Sadly, though, concerts and radio formats continue to fight such integration of genres. And what’s worse, within rock, there remains an enormous amount of clique-ishness around narrowly (sometimes mysteriously) codified subgenres such as emo, thrash and death metal as well as all those things I don’t know names for but might call bratty punk, punkish metal, postgrunge and so forth. When we consider that most of these approaches can be traced back to sounds from the 60s, the fundamental goal of rock to excite and surprise the audience seems endangered.

That’s a big part of the reason why I’ve found myself obsessing over the significance of the Seeger Sessions concert. I hear it in dialogue with the rest of what’s going on in popular music. It’s hard to imagine how an artist could more alarmingly challenge everyone in popular music to rethink their prejudices and expectations. Lately it has become more apparent to me that one reason Springsteen has always been such a galvanizing character in pop music—inspiring cultish devotion at one end of the spectrum and knee jerk rejection at the other—is that ever since Bruce started pouring over old girl group records in the early 70s, he’s been a subversive of the most dangerous kind.

What is he not subverting with this tour? Virtually every song the band plays subverts the nostalgic vision of America that fuels today’s jingoism. He subverts the rock audience’s expectations by doing what I would call a great rock show with no lead electric guitar and lots of horns (heavy on trombone and tuba), accordion, banjo and 2 lead violins. He subverts the folk audience’s expectations by daring to deliver folk as a rock show with no reverence for traditionalist purism.

Perhaps most importantly in terms of direct impact, he subverts the Springsteen audience’s expectations. He delivers a show consistent with the themes, dynamics and impact of his classic E Street Band shows but by taking the “Springsteen character” out of the mix. He ditches all but a few of the more obscure songs from his catalogue (offering those few with nearly unrecognizeable arrangements), and actually changing his role from that of the star of the movie to something more like a director, or conductor, or ….camp leader.

Key to all of this is that the lyricist Springsteen is all but gone, this show making its boldest statements musically. The Seeger Sessions band tosses about a dazzling array of sounds overlooked, forgotten, neglected or outright rejected by the mainstream currents of popular music. To name a bare minimum--ragtime and traces of western swing; norteno’s polkas with more than a dash of mariachi; jump blues, old time gospel and traces of free jazz. The net effect, the Bruce Springsteen concert experience recast as an adventurous and improbable hootenanny.

Data provided
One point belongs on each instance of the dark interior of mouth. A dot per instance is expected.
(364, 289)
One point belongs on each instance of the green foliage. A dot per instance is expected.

Exercise objective
Reproduce the text of the Seeger Sessions concert passage between "Key to all of" and "and improbable hootenanny.", inclusive.

Answer to this problem
Key to all of this is that the lyricist Springsteen is all but gone, this show making its boldest statements musically. The Seeger Sessions band tosses about a dazzling array of sounds overlooked, forgotten, neglected or outright rejected by the mainstream currents of popular music. To name a bare minimum--ragtime and traces of western swing; norteno’s polkas with more than a dash of mariachi; jump blues, old time gospel and traces of free jazz. The net effect, the Bruce Springsteen concert experience recast as an adventurous and improbable hootenanny.